● AIM A
Reproduce the records verbatim, everything from the line containing "Check that every instance of the forest floor" down to the last line of the records, both ends included.

● PAGE
○ ○ ○
E-commerce continues to contribute the majority of revenue of the business. Digital Entertainment and Sale of Goods both experienced revenue declining during the quarter.
Despite the increase in QPUs during the quarter, Digital Entertainment revenue still declined 2% QoQ (Q1 2023: $540 million). How is this possible if there are more paying users? The answer is because average bookings per user have declined from $0.90 in Q1 2023 to $0.80 in Q2 2023. While the number of paying users has increased, the quality has continued to decrease.
Similarly, while E-commerce revenue increased by 32% YoY, it only increased 2% QoQ. My theory is that the YoY revenue increase is entirely driven by price increases rather than volume increases. This will not be sustainable in the long-term if accurate. What’s more, management decided to stop disclosing Gross Orders and Gross Gross merchandise value at the start of this year. Makes you wonder.
The increase in gross margin from 37% to 47% is a result of the E-commerce gross margin almost doubling from 24% to 46%. Sale of Goods gross margin increased modestly but Digital Entertainment gross margin remained relatively steady at 70%.
E-commerce margins improved due to increased monetization and greater cost efficiencies.
Operating expenses decreased by 39% to $1.17 billion during the quarter. The main driver here was sales and marketing expenses, which decreased by 49% to 494 million due to the continued efforts to optimise operating costs and achieving higher cost efficiencies.
Provision for credit losses increased 37% to $153 million driven by expansion to a broader user base and the growth of the loan book.
The walk from an operating loss of $837 million during Q2 2022 to an operating income of $284 million during Q2 2023 can be summarised as follows:
~$304m gross margin benefit primarily due to higher transaction-based fees and advertising
~$640m operating margin benefit primarily due to continued cost optimisation and efficiencies
~$177m goodwill impairment benefit due to nil impairment in Q2 2023
Cash Flow Analysis
Sea’s operating cash flow is showing rapid improvement. At Q2, year-to-date (YTD) cash flow from operations improved from -$1.21 billion to +$1.2 billion. This represents an operating cash flow margin of 20% which is really impressive considering the focus on profitability is less than one year old.
One item of interest in the operating cash flow statement is share based compensation (SBC) which decreased 2% YoY to $180 million. Last year, management shifted from cash bonuses to SBC due to the focus on profitability. It is positive to see the SBC remain relatively consistent YoY.
Sea’s YTD investing cash flow resulted in a deficit of $2.87 billion compared to a deficit of $2.08 billion YoY.
Sea’s YTD financing cash flow resulted in a surplus of almost $59 million compared to a surplus of $142 million YoY.
Not only has Sea posted two quarters in a row of positive FCF but last twelve months (LTM) FCF is also positive for the very first time. Sea is therefore self-sufficient with no requirement for external sources of funding.
○ ○ ○
● DATASET RECORDS
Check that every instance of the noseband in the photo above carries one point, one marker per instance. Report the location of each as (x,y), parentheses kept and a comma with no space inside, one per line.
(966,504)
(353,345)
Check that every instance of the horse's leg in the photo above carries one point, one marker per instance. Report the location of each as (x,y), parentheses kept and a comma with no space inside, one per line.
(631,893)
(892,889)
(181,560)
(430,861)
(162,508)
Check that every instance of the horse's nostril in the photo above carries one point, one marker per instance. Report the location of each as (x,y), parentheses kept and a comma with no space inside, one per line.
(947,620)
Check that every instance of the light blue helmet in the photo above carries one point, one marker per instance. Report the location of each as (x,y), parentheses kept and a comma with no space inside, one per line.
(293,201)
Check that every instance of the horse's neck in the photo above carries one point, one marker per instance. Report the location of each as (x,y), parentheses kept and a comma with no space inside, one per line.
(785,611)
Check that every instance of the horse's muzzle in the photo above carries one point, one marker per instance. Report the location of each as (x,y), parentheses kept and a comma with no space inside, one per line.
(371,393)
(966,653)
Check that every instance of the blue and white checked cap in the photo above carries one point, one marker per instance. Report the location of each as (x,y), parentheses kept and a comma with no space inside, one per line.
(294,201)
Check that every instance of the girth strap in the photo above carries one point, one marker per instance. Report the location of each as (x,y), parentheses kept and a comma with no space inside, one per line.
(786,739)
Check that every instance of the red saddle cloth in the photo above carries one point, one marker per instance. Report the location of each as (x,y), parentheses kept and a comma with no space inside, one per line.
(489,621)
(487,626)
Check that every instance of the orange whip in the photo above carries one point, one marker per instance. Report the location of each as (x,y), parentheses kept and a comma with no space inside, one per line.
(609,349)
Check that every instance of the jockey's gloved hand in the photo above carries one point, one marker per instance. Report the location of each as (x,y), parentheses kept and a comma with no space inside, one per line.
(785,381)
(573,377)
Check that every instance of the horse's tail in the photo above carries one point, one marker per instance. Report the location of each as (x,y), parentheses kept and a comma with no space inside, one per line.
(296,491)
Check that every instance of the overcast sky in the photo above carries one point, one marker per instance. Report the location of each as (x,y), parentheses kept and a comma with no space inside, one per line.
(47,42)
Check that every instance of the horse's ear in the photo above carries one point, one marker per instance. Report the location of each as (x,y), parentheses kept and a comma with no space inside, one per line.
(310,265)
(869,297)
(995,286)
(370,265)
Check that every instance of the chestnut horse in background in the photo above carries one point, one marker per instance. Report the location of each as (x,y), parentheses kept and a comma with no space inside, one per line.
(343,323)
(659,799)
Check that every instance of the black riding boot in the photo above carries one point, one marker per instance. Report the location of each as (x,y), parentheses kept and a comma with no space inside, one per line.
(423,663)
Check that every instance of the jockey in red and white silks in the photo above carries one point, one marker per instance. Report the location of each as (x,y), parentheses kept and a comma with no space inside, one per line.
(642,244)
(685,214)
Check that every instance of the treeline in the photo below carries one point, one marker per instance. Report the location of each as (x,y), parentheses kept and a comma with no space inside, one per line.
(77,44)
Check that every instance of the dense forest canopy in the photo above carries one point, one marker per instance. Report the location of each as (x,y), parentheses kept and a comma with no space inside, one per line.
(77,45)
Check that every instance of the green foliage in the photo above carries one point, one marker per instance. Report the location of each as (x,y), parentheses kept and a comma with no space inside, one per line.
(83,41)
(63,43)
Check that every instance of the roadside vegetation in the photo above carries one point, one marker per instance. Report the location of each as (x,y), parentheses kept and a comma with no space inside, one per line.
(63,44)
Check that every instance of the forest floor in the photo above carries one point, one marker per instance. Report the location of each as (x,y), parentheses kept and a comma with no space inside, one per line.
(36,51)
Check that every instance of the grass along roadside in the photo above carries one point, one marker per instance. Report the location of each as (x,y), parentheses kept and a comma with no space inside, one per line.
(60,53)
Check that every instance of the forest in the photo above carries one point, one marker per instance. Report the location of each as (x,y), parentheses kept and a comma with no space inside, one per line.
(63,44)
○ ○ ○
● AIM B
Resume the analysis of Sea's Q2 2023 results from the point where it stops.

● EXPECTED OUTPUT A
Check that every instance of the forest floor in the photo above carries one point, one marker per instance. Report the location of each as (x,y), parentheses kept and a comma with no space inside, one per line.
(36,51)
Check that every instance of the grass along roadside in the photo above carries one point, one marker per instance. Report the location of each as (x,y), parentheses kept and a comma with no space inside, one per line.
(60,53)
Check that every instance of the forest in the photo above carries one point, one marker per instance. Report the location of each as (x,y), parentheses kept and a comma with no space inside, one per line.
(63,44)

● EXPECTED OUTPUT B
Management did not give any future guidance. Wall Street analysts are predicting revenue growth of 5.6% for 2023 and EPS of 1.19. After the Q1 earnings report, Wall Street analysts had expected 8.2% revenue growth for 2023 resulting in a significant downgrade.
Operating margins for all segments have improved enormously, swinging negative to positive for E-commerce and Digital Financial Services.
Secondly, Sea is now entirely self sufficient as evidenced by the FCF trends.
The underlying E-commerce business is now a worry. This segment only grew 2% QoQ. There is now a real concern that the revenue growth is almost entirely due to price increases and not volume increases which is not sustainable. We have seen the Sales & Marketing budget slashed and growth grind to a halt. Does Shopee have an underlying competitive advantage when it comes to fulfillment or was the Sales & Marketing budget simply subsidising sales?
Despite the increase in QAUs and QPUs, Digital Entertainment is still in trouble. Management have tried to draw attention to the fact that QAUs and the quarterly paying user ratio have increased QoQ. On the face of it this is good but under the hood revenue has still decreased QoQ because the paying users are spending even less. You can have all of the active users in the world but if the paying users and spend per user moves in the wrong direction these active users are worthless.
On the conference call CEO Forres Li said:
“We have started, and will continue, to ramp up our investments in growing the e-commerce business across our markets. Such investments will have impact on our bottom-line and may result in losses for Shopee and our group as a whole in certain periods”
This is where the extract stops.